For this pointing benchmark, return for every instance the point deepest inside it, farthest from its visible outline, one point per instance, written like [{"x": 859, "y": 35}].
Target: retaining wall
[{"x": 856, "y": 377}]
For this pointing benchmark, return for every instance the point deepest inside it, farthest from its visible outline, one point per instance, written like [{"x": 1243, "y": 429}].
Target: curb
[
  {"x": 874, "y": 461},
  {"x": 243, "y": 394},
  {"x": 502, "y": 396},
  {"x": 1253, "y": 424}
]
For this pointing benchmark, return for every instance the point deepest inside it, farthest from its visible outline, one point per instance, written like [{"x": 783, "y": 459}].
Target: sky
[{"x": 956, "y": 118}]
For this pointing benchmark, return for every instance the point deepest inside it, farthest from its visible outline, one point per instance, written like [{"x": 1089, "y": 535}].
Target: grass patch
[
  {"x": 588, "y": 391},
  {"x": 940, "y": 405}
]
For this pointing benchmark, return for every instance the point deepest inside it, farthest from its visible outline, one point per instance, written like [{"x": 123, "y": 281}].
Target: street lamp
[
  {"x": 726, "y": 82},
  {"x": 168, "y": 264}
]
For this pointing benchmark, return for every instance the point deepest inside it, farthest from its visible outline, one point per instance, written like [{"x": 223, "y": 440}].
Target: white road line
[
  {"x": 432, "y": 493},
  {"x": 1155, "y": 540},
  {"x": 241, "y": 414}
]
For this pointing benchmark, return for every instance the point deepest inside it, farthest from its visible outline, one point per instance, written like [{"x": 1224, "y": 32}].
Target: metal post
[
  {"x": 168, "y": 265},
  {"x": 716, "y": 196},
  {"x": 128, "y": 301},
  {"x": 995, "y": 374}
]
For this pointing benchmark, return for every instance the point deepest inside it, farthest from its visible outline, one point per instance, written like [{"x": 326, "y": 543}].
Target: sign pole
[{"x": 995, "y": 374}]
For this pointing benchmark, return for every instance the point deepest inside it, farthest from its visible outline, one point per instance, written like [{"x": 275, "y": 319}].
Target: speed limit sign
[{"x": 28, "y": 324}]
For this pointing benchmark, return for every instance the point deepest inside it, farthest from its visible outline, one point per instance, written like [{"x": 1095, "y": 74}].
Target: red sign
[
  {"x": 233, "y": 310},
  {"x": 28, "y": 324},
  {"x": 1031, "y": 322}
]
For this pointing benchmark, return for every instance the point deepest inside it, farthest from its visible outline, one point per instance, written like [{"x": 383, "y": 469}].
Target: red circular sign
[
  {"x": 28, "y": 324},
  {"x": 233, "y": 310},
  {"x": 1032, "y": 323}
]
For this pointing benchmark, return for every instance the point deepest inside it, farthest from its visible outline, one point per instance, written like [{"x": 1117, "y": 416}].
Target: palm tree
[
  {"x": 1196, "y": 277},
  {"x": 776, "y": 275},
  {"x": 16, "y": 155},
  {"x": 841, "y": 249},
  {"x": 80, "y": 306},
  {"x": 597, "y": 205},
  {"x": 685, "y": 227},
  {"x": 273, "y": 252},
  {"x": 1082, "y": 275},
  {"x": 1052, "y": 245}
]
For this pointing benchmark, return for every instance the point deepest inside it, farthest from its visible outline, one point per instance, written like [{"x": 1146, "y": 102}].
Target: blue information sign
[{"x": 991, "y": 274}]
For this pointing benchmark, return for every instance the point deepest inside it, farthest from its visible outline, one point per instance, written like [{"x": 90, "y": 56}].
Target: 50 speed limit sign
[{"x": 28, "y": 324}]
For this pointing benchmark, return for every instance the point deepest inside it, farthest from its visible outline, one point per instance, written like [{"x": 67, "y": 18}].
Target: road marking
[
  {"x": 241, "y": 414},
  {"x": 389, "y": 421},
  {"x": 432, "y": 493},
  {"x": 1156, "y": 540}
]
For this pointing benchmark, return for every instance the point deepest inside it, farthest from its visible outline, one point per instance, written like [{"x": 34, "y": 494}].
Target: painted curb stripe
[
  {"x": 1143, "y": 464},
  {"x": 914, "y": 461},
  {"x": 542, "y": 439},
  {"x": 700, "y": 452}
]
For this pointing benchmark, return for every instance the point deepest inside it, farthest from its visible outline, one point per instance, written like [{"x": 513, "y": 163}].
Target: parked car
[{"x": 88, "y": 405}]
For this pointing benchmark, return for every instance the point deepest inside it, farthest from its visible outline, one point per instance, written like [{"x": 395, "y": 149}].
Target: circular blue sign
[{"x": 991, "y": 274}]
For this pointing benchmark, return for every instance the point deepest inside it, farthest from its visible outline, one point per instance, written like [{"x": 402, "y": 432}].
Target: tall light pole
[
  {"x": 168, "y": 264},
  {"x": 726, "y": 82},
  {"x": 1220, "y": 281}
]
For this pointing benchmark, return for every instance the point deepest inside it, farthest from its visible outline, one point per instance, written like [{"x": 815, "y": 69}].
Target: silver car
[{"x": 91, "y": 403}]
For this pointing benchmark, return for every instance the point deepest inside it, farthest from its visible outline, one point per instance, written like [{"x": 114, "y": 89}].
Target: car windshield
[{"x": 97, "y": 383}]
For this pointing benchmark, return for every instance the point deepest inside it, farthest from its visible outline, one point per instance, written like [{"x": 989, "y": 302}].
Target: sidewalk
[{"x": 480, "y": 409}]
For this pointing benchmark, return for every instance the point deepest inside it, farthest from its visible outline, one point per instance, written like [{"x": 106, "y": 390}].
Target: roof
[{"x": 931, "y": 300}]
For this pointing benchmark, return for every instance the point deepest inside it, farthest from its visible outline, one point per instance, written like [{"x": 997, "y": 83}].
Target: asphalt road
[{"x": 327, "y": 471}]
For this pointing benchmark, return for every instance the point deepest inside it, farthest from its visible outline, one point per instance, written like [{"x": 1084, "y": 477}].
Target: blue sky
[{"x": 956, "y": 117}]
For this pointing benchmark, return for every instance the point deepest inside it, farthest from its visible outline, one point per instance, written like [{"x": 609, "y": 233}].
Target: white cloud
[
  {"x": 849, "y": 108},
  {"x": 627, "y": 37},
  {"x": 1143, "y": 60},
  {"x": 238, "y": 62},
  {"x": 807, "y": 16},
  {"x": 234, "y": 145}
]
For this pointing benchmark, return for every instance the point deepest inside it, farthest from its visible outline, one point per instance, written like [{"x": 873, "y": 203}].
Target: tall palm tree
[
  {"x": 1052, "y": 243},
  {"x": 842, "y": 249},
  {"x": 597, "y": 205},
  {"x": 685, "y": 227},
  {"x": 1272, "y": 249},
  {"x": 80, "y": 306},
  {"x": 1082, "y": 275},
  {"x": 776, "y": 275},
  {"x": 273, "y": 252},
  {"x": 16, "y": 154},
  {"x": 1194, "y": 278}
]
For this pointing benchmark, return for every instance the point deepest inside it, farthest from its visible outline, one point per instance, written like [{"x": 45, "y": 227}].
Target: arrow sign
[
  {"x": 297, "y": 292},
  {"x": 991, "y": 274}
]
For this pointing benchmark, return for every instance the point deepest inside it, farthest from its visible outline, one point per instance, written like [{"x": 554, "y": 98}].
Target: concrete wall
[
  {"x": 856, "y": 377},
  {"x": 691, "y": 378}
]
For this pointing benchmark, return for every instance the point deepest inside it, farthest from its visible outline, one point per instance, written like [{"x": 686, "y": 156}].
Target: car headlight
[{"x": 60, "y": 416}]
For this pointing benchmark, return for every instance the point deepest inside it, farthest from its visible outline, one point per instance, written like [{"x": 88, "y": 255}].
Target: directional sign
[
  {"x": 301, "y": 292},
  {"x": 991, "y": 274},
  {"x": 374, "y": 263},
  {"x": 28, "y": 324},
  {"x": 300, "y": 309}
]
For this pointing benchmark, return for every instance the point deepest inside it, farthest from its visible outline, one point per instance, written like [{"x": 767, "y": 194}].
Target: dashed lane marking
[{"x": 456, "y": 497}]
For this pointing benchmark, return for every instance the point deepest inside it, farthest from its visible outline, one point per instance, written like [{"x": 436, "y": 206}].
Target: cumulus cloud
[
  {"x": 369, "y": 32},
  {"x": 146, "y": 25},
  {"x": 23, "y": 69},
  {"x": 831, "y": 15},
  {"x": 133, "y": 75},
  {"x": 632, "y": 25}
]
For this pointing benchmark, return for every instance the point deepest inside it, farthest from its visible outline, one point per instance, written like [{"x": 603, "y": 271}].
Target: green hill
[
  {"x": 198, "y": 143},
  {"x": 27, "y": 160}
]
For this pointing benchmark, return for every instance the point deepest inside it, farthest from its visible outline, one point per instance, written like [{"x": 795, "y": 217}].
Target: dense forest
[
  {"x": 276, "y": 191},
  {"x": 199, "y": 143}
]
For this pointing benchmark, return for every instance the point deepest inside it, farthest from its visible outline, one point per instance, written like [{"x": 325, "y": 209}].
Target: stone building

#### Required task:
Locate every line in the listing that contains the string "limit" and copy each one. Matching is case-sensitive.

#### Answer for the task:
Target: speed limit sign
Target: 50 speed limit sign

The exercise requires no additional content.